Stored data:

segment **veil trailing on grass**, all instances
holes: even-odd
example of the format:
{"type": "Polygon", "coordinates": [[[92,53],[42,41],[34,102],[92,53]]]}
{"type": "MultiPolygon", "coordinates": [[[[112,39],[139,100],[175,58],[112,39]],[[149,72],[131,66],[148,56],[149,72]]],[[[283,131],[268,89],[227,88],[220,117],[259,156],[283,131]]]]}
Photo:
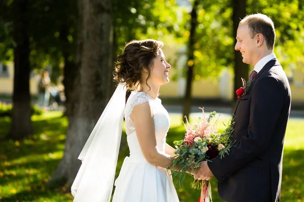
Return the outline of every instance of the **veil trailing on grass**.
{"type": "Polygon", "coordinates": [[[74,202],[109,201],[122,136],[126,88],[120,83],[78,159],[82,165],[72,185],[74,202]]]}

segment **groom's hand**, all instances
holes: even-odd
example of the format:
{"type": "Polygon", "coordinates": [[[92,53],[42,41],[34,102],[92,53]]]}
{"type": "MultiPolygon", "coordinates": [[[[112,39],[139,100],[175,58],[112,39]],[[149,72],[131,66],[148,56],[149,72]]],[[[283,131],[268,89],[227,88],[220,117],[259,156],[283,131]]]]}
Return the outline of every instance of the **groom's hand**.
{"type": "Polygon", "coordinates": [[[213,177],[213,174],[208,166],[207,161],[203,161],[201,163],[201,169],[197,173],[194,175],[194,179],[198,180],[209,180],[212,177],[213,177]]]}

Problem:
Arrange the records above as a two-column CSV with the header request,outline, giving one row per request: its full text under request and its answer under outline. Put each field in double quotes, replace line breaks with spaces, and omit the pictures.

Task response:
request,outline
"segment **veil trailing on grass**, all instances holes: even-odd example of the format: {""type"": ""Polygon"", ""coordinates"": [[[92,53],[42,41],[34,102],[92,53]]]} {""type"": ""MultiPolygon"", ""coordinates"": [[[[112,39],[139,100],[175,58],[112,39]],[[149,72],[131,66],[148,56],[149,72]]],[[[283,131],[268,89],[227,88],[220,117],[259,156],[283,131]]]]} Photo: Return the outline of every instance of the **veil trailing on grass**.","{""type"": ""Polygon"", ""coordinates"": [[[74,202],[109,201],[122,136],[126,88],[120,83],[78,159],[82,165],[72,185],[74,202]]]}"
"segment **groom's hand**, all instances holes: even-odd example of the format: {""type"": ""Polygon"", ""coordinates"": [[[92,53],[42,41],[34,102],[92,53]]]} {""type"": ""MultiPolygon"", ""coordinates"": [[[[112,39],[139,100],[175,58],[112,39]],[[149,72],[131,66],[148,56],[149,72]]],[[[283,131],[268,89],[227,88],[220,117],[259,156],[283,131]]]]} Return the outline of every instance of the **groom's hand**.","{""type"": ""Polygon"", ""coordinates"": [[[213,177],[213,174],[208,166],[207,161],[203,161],[201,163],[201,169],[197,173],[194,175],[194,179],[198,180],[209,180],[212,177],[213,177]]]}"